> _Exercise tasks_
- a) How many micro stations does the air quality text say are located in the study area?
- b) From the air quality text, extract the passage between "Support Vector Regression" and "package in Python.", inclusive.
- c) Using the air quality text, explain in one to three sentences why the KNN and SVR methods were included among the tested methods.

> _Source document_

# # # #

3.1.2. Correlation and Feature Importance

First, Spearman correlation analysis was conducted on PM_2.5 pollution and Figure 3c shows the correlation between the PM_2.5 data and other spatially adjacent data. It can be seen that the closer stations have more significant impacts on local PM_2.5 pollution, which follows the First Law of Geography [37]; i.e., “Everything is related to everything else, but near things are more related than distant things”. Meanwhile, the external data are also correlated with PM_2.5 pollution. Then, we used the XGBoost algorithm to calculate the feature importance of different predictors for PM_2.5 pollution inference. The result is shown in Figure 3d; overall, the pollution data from the nearest two micro stations have the highest importance for PM_2.5 inference performance, which is consistent with the result in the Spearman correlation analysis. In meteorological conditions, both relative humidity and temperature are of high importance to PM_2.5 inference. For the impact of temperature on model inference, this may be due to the winter heating activities that vary with temperature. This phenomenon is consistent with Mateusz Zaręba and Tomasz Danek’s study in Krakow, Poland [38]. They proved that temperature has a direct and important impact on the PM concentration in winter/early spring months. Relative humidity also shows obvious impact on PM_2.5 inference, which may be related to its fluctuation [39]. Significantly, the wind direction had the lowest F-score for PM_2.5 inference, which may be closely related to the unobvious wind direction variations in Lanzhou city. Among the meteorological data collected, the northeasterly wind accounts for about 63.6%, and the non-sustained wind accounts for about 19.7%. Similarly, for wind force, about 36% of the data were of the same wind force, which may be the reason for its relatively low impact on PM_2.5 inferences.

3.2. Performance on Air Quality Inference

One common challenge faced by urban air quality inference is the lack of sufficient monitors to provide a spatially distributed benchmark as the ground truth. In our study area, there are 448 micro stations located in various regions, which enable us to develop and validate the air quality inference model based on their monitoring data. Specifically, we first used the data from grids assigned with micro stations for ground truthing, to train and test the air quality inference model. Then, the tested model was used to estimate the air quality of all grids in the study area.

We developed and tested various methods for making air quality inference.

Support Vector Regression (SVR): SVR is expected to find an optimal fitting line so that all data points can be as close as possible to this line, thus making a prediction. The SVR model in our study was developed based on the “sklearn” package in Python.

k-Nearest Neighbor (KNN): The core of the KNN algorithm is to find k nearest neighbors of a given sample in the feature space and assign the attributes’ average of these neighbors to the sample for prediction. KNN and SVR are both classical regression algorithms, which are taken as the baselines to compare the performance improvement of existing popular algorithms in air quality inference tasks. The KNN model in our study was developed based on the “sklearn” package in Python, and the number of neighbors was selected as three.

# # # #

Position annotation records
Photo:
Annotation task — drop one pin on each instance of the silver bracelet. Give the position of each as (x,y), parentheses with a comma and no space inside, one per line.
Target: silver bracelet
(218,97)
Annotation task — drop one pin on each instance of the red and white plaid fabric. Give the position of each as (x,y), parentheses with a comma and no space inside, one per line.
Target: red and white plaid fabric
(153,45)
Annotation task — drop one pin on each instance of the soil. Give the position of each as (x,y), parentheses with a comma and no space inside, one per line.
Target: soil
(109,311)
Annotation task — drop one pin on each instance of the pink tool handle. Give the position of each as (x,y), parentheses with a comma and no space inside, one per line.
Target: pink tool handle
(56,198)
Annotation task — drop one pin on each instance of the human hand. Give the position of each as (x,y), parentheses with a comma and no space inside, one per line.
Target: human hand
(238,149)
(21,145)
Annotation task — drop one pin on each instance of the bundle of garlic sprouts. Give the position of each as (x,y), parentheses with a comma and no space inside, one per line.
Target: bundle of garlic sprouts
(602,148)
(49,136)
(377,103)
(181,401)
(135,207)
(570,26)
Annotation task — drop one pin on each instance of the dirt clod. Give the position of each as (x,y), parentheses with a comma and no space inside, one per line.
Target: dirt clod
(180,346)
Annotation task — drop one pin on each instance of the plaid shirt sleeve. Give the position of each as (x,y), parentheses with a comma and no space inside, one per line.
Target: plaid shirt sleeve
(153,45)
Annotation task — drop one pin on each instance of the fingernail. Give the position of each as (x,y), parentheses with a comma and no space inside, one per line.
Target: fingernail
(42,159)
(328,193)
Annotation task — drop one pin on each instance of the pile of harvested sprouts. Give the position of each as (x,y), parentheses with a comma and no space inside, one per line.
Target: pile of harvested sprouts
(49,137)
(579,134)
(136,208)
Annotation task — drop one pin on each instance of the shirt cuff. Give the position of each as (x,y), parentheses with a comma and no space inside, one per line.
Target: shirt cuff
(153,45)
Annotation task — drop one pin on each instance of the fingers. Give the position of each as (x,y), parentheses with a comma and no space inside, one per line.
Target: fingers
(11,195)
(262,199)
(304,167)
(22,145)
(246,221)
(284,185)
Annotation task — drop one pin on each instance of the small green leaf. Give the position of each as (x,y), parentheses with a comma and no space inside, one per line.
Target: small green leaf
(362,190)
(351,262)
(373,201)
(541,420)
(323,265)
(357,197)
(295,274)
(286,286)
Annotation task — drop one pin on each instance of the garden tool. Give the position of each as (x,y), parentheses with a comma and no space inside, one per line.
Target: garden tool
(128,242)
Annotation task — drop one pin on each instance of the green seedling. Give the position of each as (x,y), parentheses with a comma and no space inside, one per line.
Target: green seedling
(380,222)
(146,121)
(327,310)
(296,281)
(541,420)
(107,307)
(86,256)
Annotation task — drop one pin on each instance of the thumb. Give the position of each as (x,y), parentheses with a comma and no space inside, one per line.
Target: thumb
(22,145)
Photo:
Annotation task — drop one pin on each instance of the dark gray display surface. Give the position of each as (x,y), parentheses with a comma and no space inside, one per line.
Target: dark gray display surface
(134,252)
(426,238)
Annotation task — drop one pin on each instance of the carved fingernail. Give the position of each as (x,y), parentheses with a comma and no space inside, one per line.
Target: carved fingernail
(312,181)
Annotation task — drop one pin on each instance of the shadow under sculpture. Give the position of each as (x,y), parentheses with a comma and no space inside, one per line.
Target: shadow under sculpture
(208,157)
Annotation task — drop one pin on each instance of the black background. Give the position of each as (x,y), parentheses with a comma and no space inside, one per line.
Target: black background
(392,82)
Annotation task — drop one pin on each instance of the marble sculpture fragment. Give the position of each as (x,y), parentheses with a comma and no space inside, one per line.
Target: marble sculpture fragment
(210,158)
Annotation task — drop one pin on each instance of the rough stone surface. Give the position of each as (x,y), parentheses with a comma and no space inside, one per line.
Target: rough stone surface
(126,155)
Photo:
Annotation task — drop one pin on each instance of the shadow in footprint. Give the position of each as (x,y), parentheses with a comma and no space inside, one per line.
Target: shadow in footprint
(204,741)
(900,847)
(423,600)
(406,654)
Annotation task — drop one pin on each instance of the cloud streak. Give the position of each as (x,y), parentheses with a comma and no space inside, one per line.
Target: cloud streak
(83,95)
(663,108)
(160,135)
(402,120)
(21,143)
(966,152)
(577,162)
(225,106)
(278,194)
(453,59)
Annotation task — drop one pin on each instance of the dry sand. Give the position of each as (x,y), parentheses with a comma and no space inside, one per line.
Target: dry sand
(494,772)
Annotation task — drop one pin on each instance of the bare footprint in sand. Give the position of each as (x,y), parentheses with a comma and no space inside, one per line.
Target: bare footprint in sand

# # # #

> _Answer set_
- a) There are 448 micro stations in the study area.

- b)
Support Vector Regression (SVR): SVR is expected to find an optimal fitting line so that all data points can be as close as possible to this line, thus making a prediction. The SVR model in our study was developed based on the “sklearn” package in Python.

- c) KNN and SVR are both classical regression algorithms. They serve as baselines for measuring how much existing popular algorithms improve performance on air quality inference tasks.